Whenever "point" appears in a line, please copy that line from the data.

[Collected data]
________
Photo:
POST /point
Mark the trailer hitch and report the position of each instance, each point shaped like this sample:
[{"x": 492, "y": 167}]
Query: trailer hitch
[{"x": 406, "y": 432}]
________
→ **ANSWER TO THE PROBLEM**:
POST /point
Mark the trailer hitch and report the position of each instance, each point shaped like this sample:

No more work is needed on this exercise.